═════ Excerto do texto ═════

O Dox von Coburg Land
(1946-1965), um CPA de origem alemã que foi adestrado como cão-polícia em Turim
(Itália), é um ícone e a maior referência entre os Pastores Alemães, apesar da
sua história ser desconhecida por muitos dos actuais apaixonados e criadores da
raça, não obstante ter sido eleito 13 vezes como melhor cão policial do mundo,
resolvido 171 processos penais, capturado e denunciado 153 bandidos, ladrões e
assassinos, encontrado 136 pessoas idosas e crianças, operado 46 salvamentos,
ter sido ferido 7 vezes e ter ganho 11 medalhas de ouro e 27 de prata, números confirmados
oficialmente e depois lavrados na sua estátua para a posteridade. Pelo que foi
e pelo que fez, vale a pena relembrá-lo, decorridos quase 50 após a sua morte e
diante do fraco préstimo da maioria dos pastores actuais, cuja selecção, ao
descurar o impulso ao conhecimento, traiu os propósitos da raça, comprometeu a
sua capacidade de aprendizagem e tornou dispensável o seu uso.

═════

[Enunciado A] Transcreva palavra por palavra o texto sobre o cão Dox von Coburg Land, do início ao fim.

═════ Dados fornecidos ═════

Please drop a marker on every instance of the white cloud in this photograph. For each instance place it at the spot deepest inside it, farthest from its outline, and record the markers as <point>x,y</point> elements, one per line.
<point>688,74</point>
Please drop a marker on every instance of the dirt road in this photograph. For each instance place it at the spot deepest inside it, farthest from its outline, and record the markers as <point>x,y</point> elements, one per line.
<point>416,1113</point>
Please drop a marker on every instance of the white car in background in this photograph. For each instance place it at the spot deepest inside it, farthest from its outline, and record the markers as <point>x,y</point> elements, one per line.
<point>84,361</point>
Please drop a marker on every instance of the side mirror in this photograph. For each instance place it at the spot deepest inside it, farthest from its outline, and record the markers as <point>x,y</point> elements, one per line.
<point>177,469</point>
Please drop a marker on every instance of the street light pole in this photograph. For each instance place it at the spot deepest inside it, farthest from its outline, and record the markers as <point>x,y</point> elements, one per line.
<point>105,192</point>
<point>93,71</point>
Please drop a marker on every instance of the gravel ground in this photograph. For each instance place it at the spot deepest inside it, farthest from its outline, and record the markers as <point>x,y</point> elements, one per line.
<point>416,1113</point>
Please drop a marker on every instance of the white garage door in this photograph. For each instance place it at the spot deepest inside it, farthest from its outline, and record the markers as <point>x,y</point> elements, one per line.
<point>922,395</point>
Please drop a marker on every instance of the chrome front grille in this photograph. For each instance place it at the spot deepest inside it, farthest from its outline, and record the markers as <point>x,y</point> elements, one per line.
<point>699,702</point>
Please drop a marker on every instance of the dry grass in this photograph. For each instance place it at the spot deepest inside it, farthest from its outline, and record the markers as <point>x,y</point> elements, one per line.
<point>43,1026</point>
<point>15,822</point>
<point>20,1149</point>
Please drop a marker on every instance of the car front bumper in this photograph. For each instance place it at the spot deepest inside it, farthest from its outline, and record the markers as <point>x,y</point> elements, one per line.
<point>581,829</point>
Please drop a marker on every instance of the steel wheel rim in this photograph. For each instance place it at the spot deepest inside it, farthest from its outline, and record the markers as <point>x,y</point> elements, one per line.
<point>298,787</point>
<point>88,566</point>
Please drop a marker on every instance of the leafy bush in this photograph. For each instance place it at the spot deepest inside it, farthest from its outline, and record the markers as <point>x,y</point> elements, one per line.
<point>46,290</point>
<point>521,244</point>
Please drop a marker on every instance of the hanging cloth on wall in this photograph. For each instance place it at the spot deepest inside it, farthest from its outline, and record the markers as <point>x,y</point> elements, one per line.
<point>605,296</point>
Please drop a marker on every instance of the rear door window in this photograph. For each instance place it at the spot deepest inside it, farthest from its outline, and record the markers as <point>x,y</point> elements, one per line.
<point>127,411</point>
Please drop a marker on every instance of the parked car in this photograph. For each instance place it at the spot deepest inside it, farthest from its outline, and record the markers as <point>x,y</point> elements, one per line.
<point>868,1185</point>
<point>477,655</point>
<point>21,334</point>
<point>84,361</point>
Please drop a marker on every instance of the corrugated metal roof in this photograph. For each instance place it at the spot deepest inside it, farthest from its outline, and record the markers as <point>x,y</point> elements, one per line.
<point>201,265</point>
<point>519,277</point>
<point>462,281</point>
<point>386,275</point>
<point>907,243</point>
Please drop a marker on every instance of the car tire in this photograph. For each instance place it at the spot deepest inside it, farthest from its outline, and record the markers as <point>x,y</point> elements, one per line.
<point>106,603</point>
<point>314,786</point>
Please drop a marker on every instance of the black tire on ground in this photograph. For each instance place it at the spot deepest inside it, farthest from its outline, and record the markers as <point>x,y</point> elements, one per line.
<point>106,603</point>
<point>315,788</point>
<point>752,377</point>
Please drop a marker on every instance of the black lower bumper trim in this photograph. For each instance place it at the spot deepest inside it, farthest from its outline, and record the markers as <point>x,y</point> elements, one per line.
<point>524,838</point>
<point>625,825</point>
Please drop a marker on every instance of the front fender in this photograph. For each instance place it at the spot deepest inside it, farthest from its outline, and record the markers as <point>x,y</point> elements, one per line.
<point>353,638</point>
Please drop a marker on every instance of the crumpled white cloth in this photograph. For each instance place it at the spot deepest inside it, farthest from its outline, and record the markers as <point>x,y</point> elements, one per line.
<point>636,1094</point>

═════

[Enunciado B] Cite sem qualquer alteração o trecho da listagem que vai da linha que contém "Please drop a marker on every instance of the parked" até à linha que contém "<point>752,377</point>", ambas incluídas.

[Resolução A]
O Dox von Coburg Land
(1946-1965), um CPA de origem alemã que foi adestrado como cão-polícia em Turim
(Itália), é um ícone e a maior referência entre os Pastores Alemães, apesar da
sua história ser desconhecida por muitos dos actuais apaixonados e criadores da
raça, não obstante ter sido eleito 13 vezes como melhor cão policial do mundo,
resolvido 171 processos penais, capturado e denunciado 153 bandidos, ladrões e
assassinos, encontrado 136 pessoas idosas e crianças, operado 46 salvamentos,
ter sido ferido 7 vezes e ter ganho 11 medalhas de ouro e 27 de prata, números confirmados
oficialmente e depois lavrados na sua estátua para a posteridade. Pelo que foi
e pelo que fez, vale a pena relembrá-lo, decorridos quase 50 após a sua morte e
diante do fraco préstimo da maioria dos pastores actuais, cuja selecção, ao
descurar o impulso ao conhecimento, traiu os propósitos da raça, comprometeu a
sua capacidade de aprendizagem e tornou dispensável o seu uso.

[Resolução B]
Please drop a marker on every instance of the parked car in this photograph. For each instance place it at the spot deepest inside it, farthest from its outline, and record the markers as <point>x,y</point> elements, one per line.
<point>868,1185</point>
<point>477,655</point>
<point>21,334</point>
<point>84,361</point>
Please drop a marker on every instance of the corrugated metal roof in this photograph. For each instance place it at the spot deepest inside it, farthest from its outline, and record the markers as <point>x,y</point> elements, one per line.
<point>201,265</point>
<point>519,277</point>
<point>462,281</point>
<point>386,275</point>
<point>907,243</point>
Please drop a marker on every instance of the car tire in this photograph. For each instance place it at the spot deepest inside it, farthest from its outline, and record the markers as <point>x,y</point> elements, one per line.
<point>106,603</point>
<point>314,786</point>
Please drop a marker on every instance of the black tire on ground in this photograph. For each instance place it at the spot deepest inside it, farthest from its outline, and record the markers as <point>x,y</point> elements, one per line.
<point>106,603</point>
<point>315,788</point>
<point>752,377</point>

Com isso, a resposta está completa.